Se estas foram razões determinantes para a escolha do Júri, convém sublinhar que nesta decisão pesou igualmente o facto de as duas obras vencedoras terem sido concebidas de raiz como um ensaio e não como uma recolha de textos dispersos ou dissertação em torno de um tema, mesmo se em ambos os casos a escrita surge profundamente ancorada às circunstâncias da vida académica e às exigências do rigor científico: no caso de Paulo de Medeiros, trata-se de um ensaio editado em primeira mão como obra original e, no de Marinela Freitas, trata-se de uma tese de doutoramento que foi refundida para publicação, como a alteração do título indicia.

              É, de alguma forma isso mesmo que afirma Paulo de Medeiros na “Nota Prévia” ao sublinhar que a escrita deste ensaio é o resultado de um longo processo de questionamento, um meio de encontrar respostas para as diversas perguntas de índole teórica que durante vários anos o desassossegaram no âmbito da leccionação de um seminário de pós-graduação sobre o Livro do Desassossego. Neste sentido, diz o ensaísta, ter-se-lhe tornado claro “que só através da escrita um pouco mais sistemática e desenvolvida poderia encontrar algumas respostas possíveis. O Livro do Desassossego é, antes de mais, um anti-livro, que coloca em questão, de forma absoluta e radical, muitos dos pressupostos da literatura. E fá-lo, antes de mais, através da técnica do fragmento. Seria tentador então, ao escrever sobre o Livro do Desassossego, fazê-lo igualmente através de fragmentos. (…) Daí a escolha do ensaio como forma mais apropriada de responder a alguns dos desafios colocados pelo texto de Pessoa; um ensaio fragmentado em pequenos ensaios, cada um dirigido a um aspecto individual do texto”.

Informação fornecida:
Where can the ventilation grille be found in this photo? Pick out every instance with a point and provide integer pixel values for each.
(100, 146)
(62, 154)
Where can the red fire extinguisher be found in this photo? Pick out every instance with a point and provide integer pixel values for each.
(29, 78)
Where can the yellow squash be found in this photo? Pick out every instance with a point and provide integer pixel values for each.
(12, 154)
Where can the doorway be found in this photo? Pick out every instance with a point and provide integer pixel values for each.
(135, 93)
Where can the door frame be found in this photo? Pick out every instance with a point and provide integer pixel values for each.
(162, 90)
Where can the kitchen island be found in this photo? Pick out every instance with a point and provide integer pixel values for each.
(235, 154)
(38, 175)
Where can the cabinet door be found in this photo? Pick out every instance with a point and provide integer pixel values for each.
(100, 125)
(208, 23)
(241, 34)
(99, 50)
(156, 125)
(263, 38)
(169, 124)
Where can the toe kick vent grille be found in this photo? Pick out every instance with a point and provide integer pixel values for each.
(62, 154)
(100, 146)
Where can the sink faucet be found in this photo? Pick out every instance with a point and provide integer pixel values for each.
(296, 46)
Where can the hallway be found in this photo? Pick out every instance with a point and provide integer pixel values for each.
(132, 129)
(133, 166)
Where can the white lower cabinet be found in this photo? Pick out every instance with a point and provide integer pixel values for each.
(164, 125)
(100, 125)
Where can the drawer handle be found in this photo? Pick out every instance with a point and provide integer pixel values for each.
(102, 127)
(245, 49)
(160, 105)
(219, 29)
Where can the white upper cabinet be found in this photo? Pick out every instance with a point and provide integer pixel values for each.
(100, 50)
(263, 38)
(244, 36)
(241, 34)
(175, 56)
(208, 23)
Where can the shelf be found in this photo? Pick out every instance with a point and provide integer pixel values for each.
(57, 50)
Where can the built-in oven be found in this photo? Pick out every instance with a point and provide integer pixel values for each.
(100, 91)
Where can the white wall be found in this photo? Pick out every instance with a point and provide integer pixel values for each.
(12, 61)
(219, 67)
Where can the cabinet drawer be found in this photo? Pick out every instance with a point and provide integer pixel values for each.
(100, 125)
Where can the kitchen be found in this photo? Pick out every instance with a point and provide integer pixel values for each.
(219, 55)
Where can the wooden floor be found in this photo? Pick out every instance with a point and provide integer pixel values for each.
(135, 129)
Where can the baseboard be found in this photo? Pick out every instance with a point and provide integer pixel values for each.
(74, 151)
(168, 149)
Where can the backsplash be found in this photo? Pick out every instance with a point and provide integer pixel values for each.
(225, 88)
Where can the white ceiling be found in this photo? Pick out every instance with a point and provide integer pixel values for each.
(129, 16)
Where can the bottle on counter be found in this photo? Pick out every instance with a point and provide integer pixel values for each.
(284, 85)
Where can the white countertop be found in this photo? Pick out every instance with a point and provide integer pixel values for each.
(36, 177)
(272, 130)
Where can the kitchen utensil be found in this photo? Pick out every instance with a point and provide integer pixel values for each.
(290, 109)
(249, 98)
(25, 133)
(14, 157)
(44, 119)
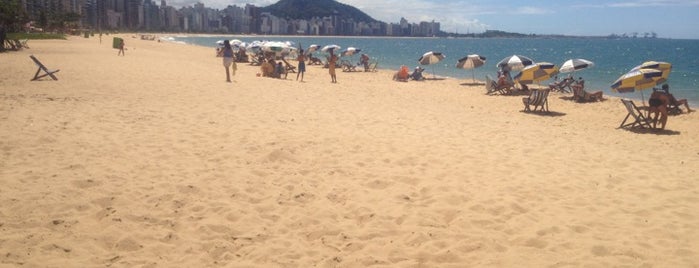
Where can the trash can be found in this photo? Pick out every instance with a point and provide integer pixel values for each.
(116, 42)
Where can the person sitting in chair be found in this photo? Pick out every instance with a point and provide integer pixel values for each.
(675, 102)
(364, 61)
(657, 105)
(402, 75)
(417, 74)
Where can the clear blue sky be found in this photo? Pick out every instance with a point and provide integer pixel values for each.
(667, 18)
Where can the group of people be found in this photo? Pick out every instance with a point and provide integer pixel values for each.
(660, 104)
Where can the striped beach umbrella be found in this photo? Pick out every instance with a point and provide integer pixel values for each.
(573, 65)
(514, 62)
(536, 73)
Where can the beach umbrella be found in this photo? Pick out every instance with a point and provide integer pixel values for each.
(514, 62)
(350, 51)
(312, 48)
(664, 67)
(536, 73)
(471, 62)
(638, 80)
(430, 58)
(573, 65)
(329, 48)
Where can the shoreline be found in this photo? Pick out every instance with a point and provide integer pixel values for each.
(152, 159)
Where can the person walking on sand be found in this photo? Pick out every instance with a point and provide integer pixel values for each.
(302, 65)
(227, 54)
(121, 48)
(331, 66)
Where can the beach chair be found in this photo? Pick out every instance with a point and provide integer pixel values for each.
(492, 87)
(639, 120)
(372, 66)
(563, 85)
(24, 42)
(289, 68)
(347, 66)
(42, 68)
(581, 95)
(314, 61)
(538, 99)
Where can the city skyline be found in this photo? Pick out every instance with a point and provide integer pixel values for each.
(667, 18)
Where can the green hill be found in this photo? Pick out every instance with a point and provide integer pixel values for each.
(307, 9)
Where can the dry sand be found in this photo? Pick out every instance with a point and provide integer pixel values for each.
(152, 160)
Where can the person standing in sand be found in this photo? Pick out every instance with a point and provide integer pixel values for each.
(331, 66)
(227, 53)
(302, 65)
(121, 48)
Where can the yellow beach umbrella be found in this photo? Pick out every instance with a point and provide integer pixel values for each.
(638, 80)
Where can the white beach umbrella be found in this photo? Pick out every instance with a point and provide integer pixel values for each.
(471, 62)
(573, 65)
(329, 48)
(514, 62)
(430, 58)
(312, 48)
(350, 51)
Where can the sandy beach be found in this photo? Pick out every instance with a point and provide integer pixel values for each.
(153, 160)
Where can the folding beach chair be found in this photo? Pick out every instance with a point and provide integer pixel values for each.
(538, 99)
(42, 68)
(639, 119)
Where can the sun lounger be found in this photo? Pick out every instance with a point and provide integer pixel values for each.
(41, 66)
(538, 99)
(639, 120)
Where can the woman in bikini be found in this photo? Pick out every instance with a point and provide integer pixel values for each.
(657, 105)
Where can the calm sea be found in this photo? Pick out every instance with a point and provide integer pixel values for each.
(612, 58)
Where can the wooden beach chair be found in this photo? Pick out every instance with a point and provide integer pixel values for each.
(41, 66)
(289, 68)
(538, 99)
(372, 66)
(347, 66)
(581, 95)
(639, 120)
(492, 87)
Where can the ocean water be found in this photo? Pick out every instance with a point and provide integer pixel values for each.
(612, 58)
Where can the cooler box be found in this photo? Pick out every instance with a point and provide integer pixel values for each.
(116, 42)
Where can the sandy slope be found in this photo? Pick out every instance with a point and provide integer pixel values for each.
(152, 160)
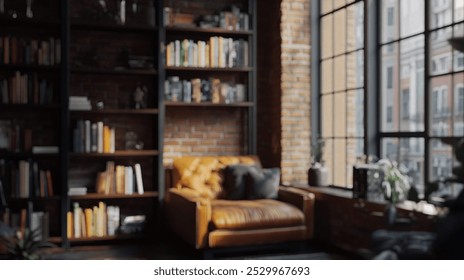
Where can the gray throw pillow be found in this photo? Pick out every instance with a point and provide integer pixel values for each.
(262, 183)
(234, 181)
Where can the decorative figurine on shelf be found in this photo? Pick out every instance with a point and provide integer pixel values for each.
(132, 141)
(140, 95)
(29, 13)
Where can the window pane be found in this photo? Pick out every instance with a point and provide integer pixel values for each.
(412, 17)
(355, 113)
(440, 13)
(355, 70)
(328, 158)
(339, 3)
(440, 160)
(440, 106)
(327, 36)
(339, 165)
(355, 26)
(458, 10)
(389, 20)
(354, 150)
(390, 149)
(340, 73)
(412, 157)
(389, 88)
(440, 51)
(327, 115)
(458, 129)
(326, 6)
(412, 84)
(340, 32)
(327, 76)
(340, 114)
(458, 56)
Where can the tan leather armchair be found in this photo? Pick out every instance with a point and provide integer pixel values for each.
(196, 213)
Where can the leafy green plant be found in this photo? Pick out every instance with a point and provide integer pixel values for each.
(26, 248)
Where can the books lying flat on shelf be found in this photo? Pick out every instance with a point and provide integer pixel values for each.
(45, 149)
(79, 103)
(120, 179)
(77, 191)
(96, 221)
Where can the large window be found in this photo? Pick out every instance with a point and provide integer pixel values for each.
(342, 86)
(418, 90)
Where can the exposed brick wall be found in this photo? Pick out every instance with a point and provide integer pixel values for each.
(295, 86)
(202, 131)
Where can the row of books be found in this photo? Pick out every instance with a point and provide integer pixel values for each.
(27, 221)
(91, 137)
(120, 179)
(26, 89)
(97, 221)
(216, 52)
(197, 90)
(25, 179)
(14, 50)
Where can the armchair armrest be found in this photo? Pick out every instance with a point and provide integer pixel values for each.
(304, 201)
(188, 215)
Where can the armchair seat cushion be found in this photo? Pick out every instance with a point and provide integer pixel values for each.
(254, 214)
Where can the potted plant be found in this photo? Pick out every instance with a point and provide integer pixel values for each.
(395, 185)
(318, 174)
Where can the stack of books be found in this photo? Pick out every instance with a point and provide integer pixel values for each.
(79, 103)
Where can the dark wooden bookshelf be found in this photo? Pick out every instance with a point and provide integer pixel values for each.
(122, 153)
(97, 196)
(209, 69)
(209, 31)
(29, 23)
(24, 155)
(149, 111)
(208, 104)
(105, 238)
(93, 71)
(85, 26)
(29, 67)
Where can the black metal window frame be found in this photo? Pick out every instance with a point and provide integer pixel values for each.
(373, 133)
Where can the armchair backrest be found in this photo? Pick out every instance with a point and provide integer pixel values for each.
(203, 174)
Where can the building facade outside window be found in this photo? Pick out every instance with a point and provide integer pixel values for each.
(420, 88)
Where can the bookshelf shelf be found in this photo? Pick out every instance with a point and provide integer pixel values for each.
(29, 67)
(132, 153)
(208, 69)
(209, 31)
(20, 199)
(207, 104)
(112, 27)
(96, 196)
(29, 23)
(117, 111)
(89, 71)
(105, 238)
(24, 155)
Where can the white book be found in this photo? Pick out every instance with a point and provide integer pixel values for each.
(138, 178)
(112, 140)
(87, 136)
(77, 220)
(128, 180)
(100, 137)
(94, 138)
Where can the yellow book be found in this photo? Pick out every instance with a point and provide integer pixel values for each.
(120, 179)
(89, 222)
(106, 139)
(70, 224)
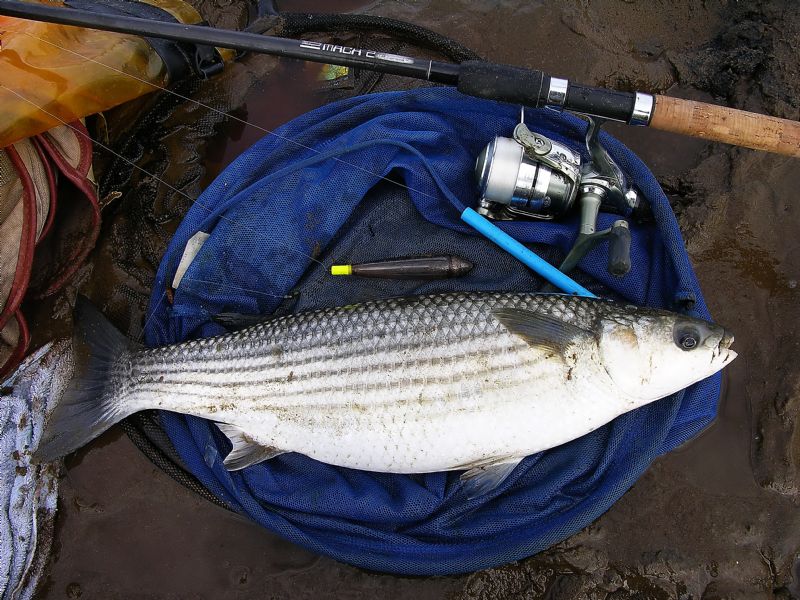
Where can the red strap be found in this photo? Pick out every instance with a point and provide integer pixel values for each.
(27, 241)
(77, 175)
(51, 187)
(22, 346)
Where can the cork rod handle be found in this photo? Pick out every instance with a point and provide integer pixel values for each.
(729, 125)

Exercício proposto A:
Enumere todas as pessoas que o excerto menciona pelo nome.
Exercício proposto B:
Prossiga o excerto sobre as obras premiadas pelo Júri, começando logo após a última frase apresentada.

Resposta A:
Paulo de Medeiros; Marinela Freitas; Pessoa.

Resposta B:
         Longe de ser mais um livro a acrescentar à vasta bibliografia pessoana, O Silêncio das Sereias representa assim, em primeiro lugar, o gesto de ousadia que caracteriza todo o ensaio. Uma tentativa de abordagem daquele que é porventura o texto mais enigmático e complexo de Pessoa (desde logo no que diz respeito a questões de autoria, de alteridade, de heteronímia, de textualidade e de representação), mas também um admirável esforço de síntese, tendo em conta a torrente da bibliografia pessoana e a actualizada rede de relações que estabelece com diversos autores centrais da modernidade, desde logo com Kafka que inspirou o título deste ensaio. Uma tentativa de abordagem que recorre à mesma “técnica” utilizada no Livro do Desassossego, procurando cercá-lo através da rede da escrita, de um conjunto de pormenores significantes, de imagens-tema e de fragmentos que se oferecem ao leitor como única bússola possível para navegar neste diário do acaso. E dessa forma iluminando, aqui e ali deixando entrever o rosto de Bernardo Soares de quem Pessoa disse um dia ser o seu “semi-heterónimo” mas que a si próprio se define como sendo “ninguém” ou “nulo”, uma “vida lida”. Navegação sem fim que, tal como no inacabamento do Livro do Desassossego, se configura como inquietação infinita, um permanente desassossego que, em última instância, apenas o canto ou o silêncio das sereias da escrita pode expressar e, porventura, apaziguar. O Silêncio das Sereias é um ensaio de navegação, a vários títulos, notável.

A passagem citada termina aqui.